*WORK INSTRUCTIONS*
A. Please reproduce the forum thread on zero values, beginning at the words "This is certainly" and stopping after "to an empty string.".
B. Extend the forum thread about zero values in Rust, starting right after its last post.

*TEXT PASSAGE*
--------------------------------
This is certainly a useful and very natural abstraction to have, but strictly speaking also stronger than what your serde use case requires.

2 Likes

Thank you.

My biggest problem with the OP's proposal is the use of the term "Zero" for non-numerics such as the empty string (""). Your note above, giving background on monoids, also provides a non-numeric name for the trait and derive: IsNeutral and #[derive(IsNeutral)]. I could support such names, whereas I vehemently oppose using the term "Zero" for non-numerics.

1 Like

I mean treating an empty string as a sentinel value. Option<String> can tell a difference between value not being set at all, and a value intentionally set to an empty string.

That distinction may be useless in your case. But when it's built-in into the language, it becomes more widely used, and becomes something that needs to be considered when defining structs β€” that's my impression from Golang.

JS has null/undefined that can be set even on string fields, but in this case Rust's IsZero would be closer to Golang. Golang can't set string to nil, so the zero value of a string is an empty string.

But it's not "the zero value"; it's the additive identiy under + as the string concatenation operator.

1 Like

What did you have in mind when you said "ecosystem split"? In my mind, an "ecosystem split" happens when you have two crates that do something similar, but are mutually incompatible, or prevent composition in some important way.
--------------------------------
*SOURCE DATA*
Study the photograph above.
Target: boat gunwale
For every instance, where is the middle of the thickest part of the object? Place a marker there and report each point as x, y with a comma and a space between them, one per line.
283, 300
--------------------------------
*ANSWERS PROVIDED*
A.
This is certainly a useful and very natural abstraction to have, but strictly speaking also stronger than what your serde use case requires.

2 Likes

Thank you.

My biggest problem with the OP's proposal is the use of the term "Zero" for non-numerics such as the empty string (""). Your note above, giving background on monoids, also provides a non-numeric name for the trait and derive: IsNeutral and #[derive(IsNeutral)]. I could support such names, whereas I vehemently oppose using the term "Zero" for non-numerics.

1 Like

I mean treating an empty string as a sentinel value. Option<String> can tell a difference between value not being set at all, and a value intentionally set to an empty string.

B.
I don't see that happening if this feature is implemented in a crate. If both you and I implement a crate that provides an IsZero or IsEmpty trait, downstream crates would be able pick either one (or even use both) without risking any incompatibility.

JavaScript does not have static typing. TypeScript has static typing, and when "strictNullCheck" is set to true (recommended practice, but sadly not default due to backward compatibility), a variable of type string cannot be set to undefined or null.

Go does not have Option or nullable so developer have to resort to use zero values. But Rust has Option, why would a Rust developer treat zero values as "unset".

(to clarify, in my use case, I don't treat zero value as null either, I merely see that explicitly setting something to zero is redundant)